[Work to complete]:
What you return should match the data exactly, from the first line to the last.

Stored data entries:
--------------------------------

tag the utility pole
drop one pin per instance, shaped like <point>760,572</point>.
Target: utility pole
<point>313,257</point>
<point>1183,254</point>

--------------------------------

[Answer below]:
tag the utility pole
drop one pin per instance, shaped like <point>760,572</point>.
Target: utility pole
<point>313,257</point>
<point>1183,254</point>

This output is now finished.